---------- TEKS YANG DIBERIKAN
Menuju konten utama
11 November 1970

Agoes Moesin Dasaad, Dompet Berjalan Bung Karno

Kala bokek, Sukarno kerap minta uang pada kawan seperjuangannya yang sudah jadi pengusaha sejak zaman kolonial.

Agoes Moesin Dasaad, Dompet Berjalan Bung Karno
Agoes Moesin Dasaad. tirto.id/Sabit

tirto.id - Ketika berlayar dari Sulu, Filipina bagian selatan ke Indonesia, dan akhirnya menetap di daerah Lampung, usia Agoes Moesin Dasaad baru satu tahun. Beberapa sumber lokal menyebut dia berdarah Lampung dari ayahnya, sedangkan ibunya keturunan bangsawan Sulu, Filipina.

Menurut Peter Post dalam tulisannya "The Formation of the Pribumi Business Elite in Indonesia, 1930s-1940s" di buku Japan, Indonesia and the War Myths and Realities (1996), Dasaad lahir di Jolo pada 25 Agustus 1905.

Ayahnya seorang guru agama. Selepas sekolah dasar (1918), ia belajar di Sekolah Dagang di Singapura hingga 1922. Di sana, ia sempat satu tahun magang sebagai asisten pemegang buku di Loa Mock & Coy. Setelahnya, dia berbisnis hasil bumi yang dibeli di sekitar Lampung dan Bengkulu yang diangkut ke Palembang kemudian dikirim ke Jawa, Singapura, dan Filipina.
--------------------
■ **PETUNJUK**
(a) Tentukan apakah setiap pernyataan berikut sesuai dengan teks tentang Agoes Moesin Dasaad, lalu jawab ya atau tidak dan sertakan kutipan persis dari teks yang menjadi dasarnya. (i) Dasaad berusia satu tahun ketika berlayar dari Sulu ke Indonesia. (ii) Ayah Dasaad adalah seorang pedagang. (iii) Dasaad belajar di Sekolah Dagang di Singapura hingga 1922.
(b) Tuliskan kembali tanpa perubahan bagian teks tentang Agoes Moesin Dasaad, mulai dari "Kala bokek, Sukarno kerap" dan berakhir pada "bangsawan Sulu, Filipina.".
(c) Tolong lanjutkan teks tentang Agoes Moesin Dasaad, dimulai tepat setelah kalimat terakhirnya.
---------- BAGIAN DATA
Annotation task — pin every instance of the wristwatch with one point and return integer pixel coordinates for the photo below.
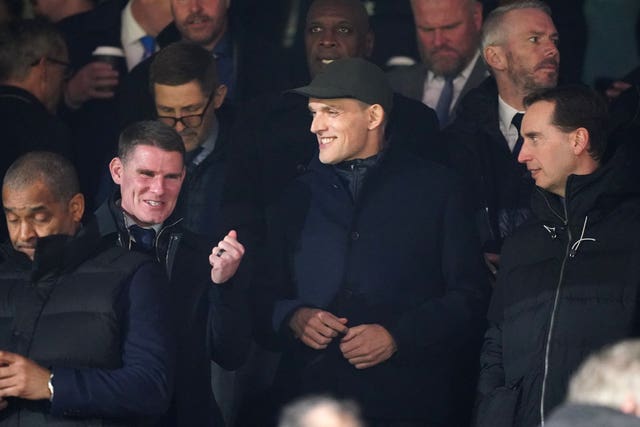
(50, 387)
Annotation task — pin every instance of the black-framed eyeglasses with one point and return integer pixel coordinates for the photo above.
(68, 71)
(190, 121)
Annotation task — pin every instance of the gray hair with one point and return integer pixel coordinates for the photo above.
(24, 42)
(493, 31)
(52, 169)
(609, 376)
(295, 414)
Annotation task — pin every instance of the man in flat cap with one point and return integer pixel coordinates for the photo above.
(375, 280)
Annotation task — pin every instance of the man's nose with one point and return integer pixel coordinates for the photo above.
(438, 37)
(26, 231)
(524, 156)
(317, 124)
(194, 5)
(157, 185)
(328, 39)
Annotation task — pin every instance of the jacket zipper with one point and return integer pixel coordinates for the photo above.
(553, 313)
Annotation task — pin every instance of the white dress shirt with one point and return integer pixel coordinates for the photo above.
(433, 85)
(506, 113)
(130, 35)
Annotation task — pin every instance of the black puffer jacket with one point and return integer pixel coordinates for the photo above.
(568, 285)
(573, 415)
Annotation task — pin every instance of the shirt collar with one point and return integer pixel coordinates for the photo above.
(131, 30)
(129, 221)
(506, 113)
(209, 144)
(462, 75)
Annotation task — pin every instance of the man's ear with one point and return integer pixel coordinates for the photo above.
(495, 58)
(116, 168)
(376, 116)
(369, 40)
(76, 207)
(219, 95)
(580, 141)
(477, 15)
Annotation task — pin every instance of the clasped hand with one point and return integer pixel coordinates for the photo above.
(363, 346)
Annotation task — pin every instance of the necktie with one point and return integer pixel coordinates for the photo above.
(149, 46)
(444, 102)
(144, 237)
(517, 122)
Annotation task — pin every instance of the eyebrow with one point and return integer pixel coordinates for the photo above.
(532, 134)
(34, 209)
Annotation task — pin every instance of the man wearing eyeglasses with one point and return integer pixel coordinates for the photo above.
(187, 93)
(33, 66)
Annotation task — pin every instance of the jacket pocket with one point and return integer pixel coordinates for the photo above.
(498, 408)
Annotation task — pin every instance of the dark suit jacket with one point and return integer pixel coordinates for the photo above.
(26, 126)
(93, 126)
(409, 81)
(429, 292)
(499, 186)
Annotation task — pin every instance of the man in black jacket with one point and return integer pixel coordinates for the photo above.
(84, 329)
(33, 64)
(374, 270)
(519, 45)
(568, 283)
(187, 95)
(211, 320)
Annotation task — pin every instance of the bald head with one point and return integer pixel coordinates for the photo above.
(336, 29)
(448, 33)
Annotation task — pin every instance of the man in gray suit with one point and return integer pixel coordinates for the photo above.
(448, 33)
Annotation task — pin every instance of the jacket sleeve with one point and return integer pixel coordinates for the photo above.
(491, 369)
(456, 319)
(142, 386)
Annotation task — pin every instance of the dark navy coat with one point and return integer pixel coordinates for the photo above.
(403, 255)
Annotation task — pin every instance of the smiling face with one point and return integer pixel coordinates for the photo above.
(448, 33)
(531, 50)
(548, 152)
(33, 212)
(336, 29)
(150, 179)
(343, 127)
(200, 21)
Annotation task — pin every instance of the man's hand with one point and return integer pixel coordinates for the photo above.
(225, 258)
(317, 328)
(365, 346)
(22, 377)
(96, 80)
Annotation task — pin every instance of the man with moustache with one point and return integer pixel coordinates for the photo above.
(519, 44)
(448, 33)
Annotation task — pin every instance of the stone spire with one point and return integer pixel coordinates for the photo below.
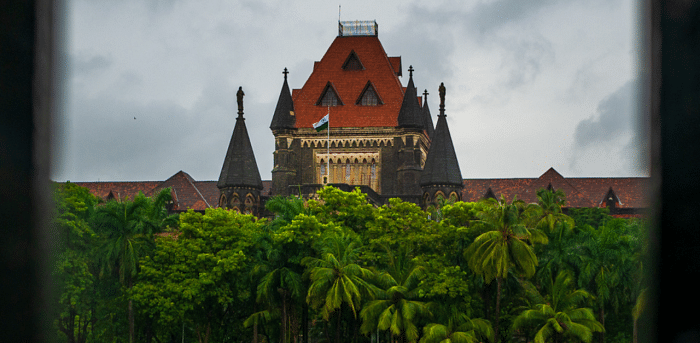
--------------------
■ **DAFTAR JAWABAN**
(a)
(i) Ya: "usia Agoes Moesin Dasaad baru satu tahun"
(ii) Tidak: "Ayahnya seorang guru agama."
(iii) Ya: "ia belajar di Sekolah Dagang di Singapura hingga 1922"

(b)
Kala bokek, Sukarno kerap minta uang pada kawan seperjuangannya yang sudah jadi pengusaha sejak zaman kolonial.

Agoes Moesin Dasaad, Dompet Berjalan Bung Karno
Agoes Moesin Dasaad. tirto.id/Sabit

tirto.id - Ketika berlayar dari Sulu, Filipina bagian selatan ke Indonesia, dan akhirnya menetap di daerah Lampung, usia Agoes Moesin Dasaad baru satu tahun. Beberapa sumber lokal menyebut dia berdarah Lampung dari ayahnya, sedangkan ibunya keturunan bangsawan Sulu, Filipina.

(c)
Menurut Mestika Zed dalam Kepialangan Politik dan Revolusi Palembang 1900-1950 (2003), pada 1921, Dasaad sudah memulai bisnisnya sejak usianya masih belasan. Dia berniaga di sekitar Lampung dan Palembang, juga melebarkan sayap ke Filipina bagian selatan. Menjadi seorang usahawan membuatnya harus berpindah-pindah alamat. Ia tak hanya pernah tinggal di kota-kota besar Indonesia, tapi juga di Singapura.

Perusahaan milik Dasaad ini “melebarkan jaringan operasi di Asia Tenggara dan Zanzibar (Afrika) pada 1941. Cabangnya di Betawi, Bangil, Surabaya, Cirebon, Solo, Lampung, Palembang, dan Bengkulu,” tulis Mestika Zed. “Pedagang ini tercatat sebagai salah satu miliuner Sumatera sampai dengan 1942. Cabang-cabang perusahaannya tersebar di berbagai tempat di Indonesia.”

Perusahaan Dasaad, Dasaad Moesin Concern, tergabung dalam asosiasi bernama Gaboengan Importeurs Indonesia (Gindo), yang kooperatif dengan pemerintah kolonial dan mendapat banyak kemudahan dari otoritas Belanda. Sebelum 1942, dia tercatat sebagai jutawan Sumatera dan termasuk pengusaha besar sejak muda.

Donatur Sukarno di Zaman Susah

Sejak masih membesarkan usahanya, Dasaad juga memperhatikan dunia pergerakan nasional. Meski berdarah Sulu, Filipina, dia juga berdarah Indonesia dari pihak ayah. Leluhur dari garis ayahnya adalah orang Menggala Lampung. Di masa pergerakan itu, Dasaad kenal baik dengan lingkaran Mohammad Hatta. Pengusaha Ayub Rais, salah seorang donatur Hatta, juga berkongsi dengan Dasaad. Menurut Mestika Zed, Hatta sendiri pernah diberi posisi sebagai konsultan (penasihat) di perusahaan Dasaad.

Ketika Ayub Rais membikin usaha dagang dengan Jepang dalam Firma Malaya Import Mij, Dasaad duduk sebagai direktur perusahaan. Jika Ayub Rais, Djohan-Djohor, dan Abdoel Gani, berperan dalam mengongkosi lingkaran pergerakan Hatta, maka Dasaad penting perangnya dalam lingkaran Sukarno.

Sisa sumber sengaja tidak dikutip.